[begin SUPPLIED TEXT]
# How anonymous is Bitcoin?



## Brendan Burgess (17 Dec 2017)

Anonymity is one of the main advantages mentioned in discussions of Bitcoin.

But I see that Coinbase was ordered by the American courts to give over details of its customers to the Revenue.

The court order requires Coinbase to hand over info on all customers who made a transaction worth $20,000 or more between 2013 and 2015. Coinbase has estimated that this request would total 8.9 million transactions between 14,355 different account holders, according to the court order.

*The bitcoin exchange Coinbase has been ordered to hand the IRS info on 14,355 of its highest-rolling customers*

"Among the information requested are the names, birth dates, addresses, tax IDs, transaction logs and account invoices of the Coinbase users."

If I buy a Bitcoin tomorrow, I will have to give someone $20,000 for it. Does that not create a record?

Likewise if I sell a Bitcoin tomorrow, doesn't someone, an exchange(?), have to pay me $20,000 in a fiat currency?

Could Wikileaks hack into a  Bitcoin exchange and publish all the information about the owners and their trades?

Brendan


----------



## BreadKettle (17 Dec 2017)

Coinbase is not anonymous, it is the opposite and engages full KYC and AML process.

There are plenty of anonymous alternatives although they are shutting down or getting shut down as BTC becomes more mainstream.

Is BTC itself anonymous? Not completely.

Monero is.


----------



## TheBigShort (17 Dec 2017)

If buy or sell off an exchange, there is a footprint. 
But if I send you bitcoin from my private key, from my private wallet to your private wallet, then those transactions are anonymous. 
That is my understanding of it.
Anyhow, the anonmynity element I think has been somewhat overplayed. The notion that anyone has any privacy anymore is gone as far as im concerned. 
With the exception of what you get up to in the bedroom, everything you do electronically and digitally is recorded. It may not be accessible, yet, but recorded it is.


----------



## Leo (18 Dec 2017)

TheBigShort said:


> But if I send you bitcoin from my private key, from my private wallet to your private wallet, then those transactions are anonymous.
[end SUPPLIED TEXT]
[begin DATASET CONTENT]
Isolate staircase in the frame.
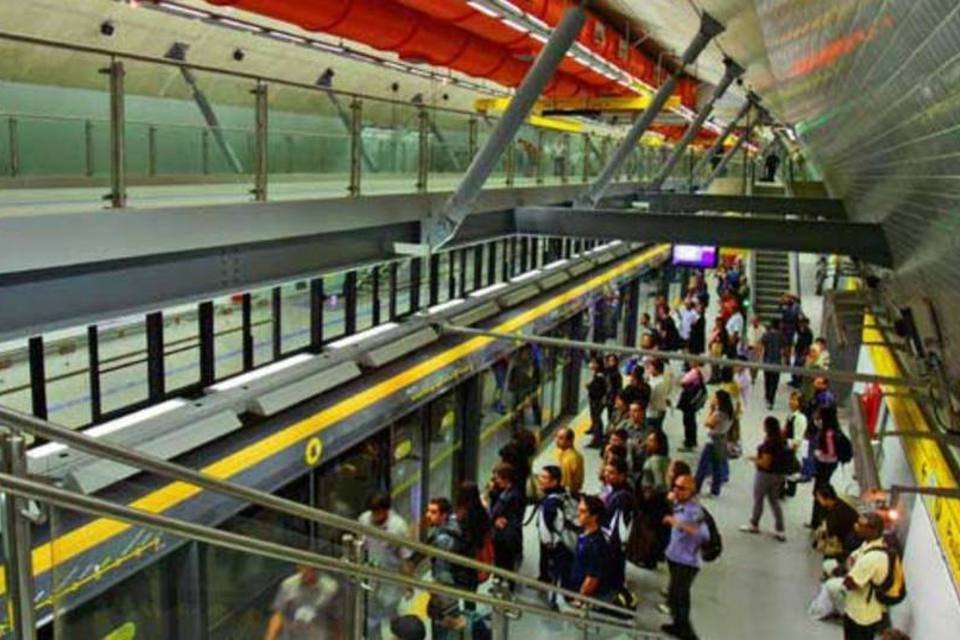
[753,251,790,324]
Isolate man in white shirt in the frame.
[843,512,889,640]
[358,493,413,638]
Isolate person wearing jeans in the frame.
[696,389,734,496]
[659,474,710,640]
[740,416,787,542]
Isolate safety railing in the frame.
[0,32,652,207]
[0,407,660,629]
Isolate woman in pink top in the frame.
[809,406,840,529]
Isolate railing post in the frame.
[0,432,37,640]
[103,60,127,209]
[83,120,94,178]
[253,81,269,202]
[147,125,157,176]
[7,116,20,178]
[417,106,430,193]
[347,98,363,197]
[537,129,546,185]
[end DATASET CONTENT]
### WHAT YOU NEED TO DO
1. From the Bitcoin anonymity thread, return word for word the passage between "Anyhow, the anonmynity" and "recorded it is.", inclusive.
2. In the Bitcoin anonymity thread, how many different account holders did Coinbase estimate the court order's request would cover?
The data has no role here.

### ANSWERS
1.
Anyhow, the anonmynity element I think has been somewhat overplayed. The notion that anyone has any privacy anymore is gone as far as im concerned. 
With the exception of what you get up to in the bedroom, everything you do electronically and digitally is recorded. It may not be accessible, yet, but recorded it is.

2. 14,355 account holders.